§ **Problem statement**:
Retype the lines below word for word, leaving out the picture.

═══ Listed records ═══

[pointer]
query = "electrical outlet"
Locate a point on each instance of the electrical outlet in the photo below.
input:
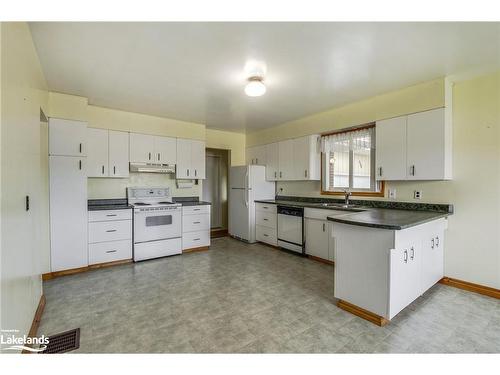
(392, 193)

═══

§ **The output**:
[pointer]
query = "electrical outlet"
Locate a point on each instance of the electrical outlet in the photo below.
input:
(392, 193)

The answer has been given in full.